# [Seite]

═══

Am Apfel kommt wohl niemand vorbei. Schon zu Beginn der Menschheit konnten sich Adam und Eva nicht verkneifen, herzhaft in das runde Obst hineinzubeißen. Dem Pinzgau des 18. Jahrhunderts verordnete Kaiserin Maria Theresia den Anbau von Streuobstwiesen und legte damit den Grundstein für eine Apfelkultur in der Alpenregion. Sorten wie „Zwiebler“, „Borsdorfer“ oder „Spritzling“ wurden über Generationen hinweg in Bramberg oder Niedernsill angebaut – was den Apfel auch für Christian Vötter unumgänglich machte.
Zusammen mit seiner Frau Susanna Vötter-Dankl sitzt dieser nämlich Tauriska vor, einem Verein, der sich für die Bewahrung und Entwicklung der Oberpinzgauer Kultur einsetzt. Sie wollen das Selbstbewusstsein der Region stärken, indem sie alte Traditionen, Wissen und Fertigkeiten vor dem Vergessen bewahren. „Sobald eine Tradition zwei Generationen zurückliegt, gilt sie als verloren“, erklärt Christian Vötter. „Unser Ziel ist, verschollenes Wissen wiederaufzugreifen und an unsere heutige Lebenswelt anzupassen.“ Die Projekte, die sie dabei in den letzten 30 Jahren angeschoben und begleitet haben, fallen sehr unterschiedlich aus: Aus ihrem Hauptquartier, dem historischen Kammerlander Stall heraus organisieren sie Mundartlesungen genauso wie sie versuchen, ein Regionalgeld einzuführen. Oder sie widmen sich – sehr umfassend – dem Oberpinzgauer Apfel. Dem ist dank ihrer Initiative nicht nur ein eigener Obstlehrgarten gewidmet, es bekommt auch jeder Bramberger und Neukircher Mittelschüler einen eigenen Apfelbaum geschenkt. Über vier Jahre hinweg kann er ihn im Schulgarten pflegen, bevor er ihn zum Abschluss mitnehmen darf, was viele auch tun. „Ein eigener Baum ist eben schon eine Ansage“, sagt Christian Vötter lachend. Das aufwendigste Apfel-Projekt von Tauriska ist jedoch ein anderes. Mit dem Gartenbauverein Bramberg betreiben die Vötters seit über zehn Jahren eine offene Obstpresse.

═══

# [Daten]
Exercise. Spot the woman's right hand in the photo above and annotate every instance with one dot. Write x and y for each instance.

═══

# [Arbeitsanweisungen]
A: Wie viele Jahre lang pflegen die Mittelschüler laut dem Text über den Oberpinzgauer Apfel ihren Apfelbaum im Schulgarten?
B: Setze den Text über den Oberpinzgauer Apfel im Anschluss an seinen letzten Satz fort.

# [Antworten je Aufgabe]
A: Vier Jahre lang.

B:
Saft von eigenen Äpfeln
Einheimische können eigene Äpfel mitbringen und sie in der Scheune professionell zu Saft pressen lassen – Waschen, Erhitzen, hygienische Abfüllung in PET-Beutel inklusive. Drei Liter zu pressen kostet 2,70 Euro, 10 Liter 5,10 Euro. „Es kommen Hausgartenbesitzer genauso wie Landwirte mit Streuobstwiesen“, weiß Toni Lassacher, Obmann des Gartenbauvereins. „Vielen sind die vielen Äpfel nur lästig und hier lassen sie sich leicht verwerten.“ Die Nachfrage in der Saison ist gut, allein die lange Schlange vor der 50.000 Euro teuren Presse spricht für sich. Susanna Vötter-Dankl: „Wir hören oft: ,Die Obstpresse ist das einzig Gescheite, was ihr bisher gemacht habt.‘“ Von der Presse hat schließlich jeder einen unmittelbaren Vorteil und kann das Erarbeitete genießen. Ob das neueste Apfel-Projekt von Tauriska auch derart breite Zustimmung im Pinzgau finden wird, bleibt abzuwarten. Das Upcycling der Obstpressen-Rückstände zu gemahlenem „Apfeltrester-Pulver“ ist zumindest typisch für die Arbeitsweise des Vereins. Denn um die alte Pinzgauer Tradition des Obsttrocknens für die Gegenwart zu adaptieren, bauten sie sich ein Netzwerk. Sie realisierten die Idee der Salzburger Studentin Verena Olschnögger, die eine Masterarbeit zum Cradle-to-Cradle-Prinzip – der Vision einer abfallfreien Wirtschaft – schrieb. „Ihr ging es darum, Rückstände neu zu bewerten. Zum Beispiel eben dadurch, dass man den ganzen Apfel nutzt“, erläutert Vötter. Der Apfeltrester bot sich für ein Upcycling an, da er wertvolle Ballaststoffe enthält, von denen bisher Kühe oder Rehe als Restverwerter profitierten.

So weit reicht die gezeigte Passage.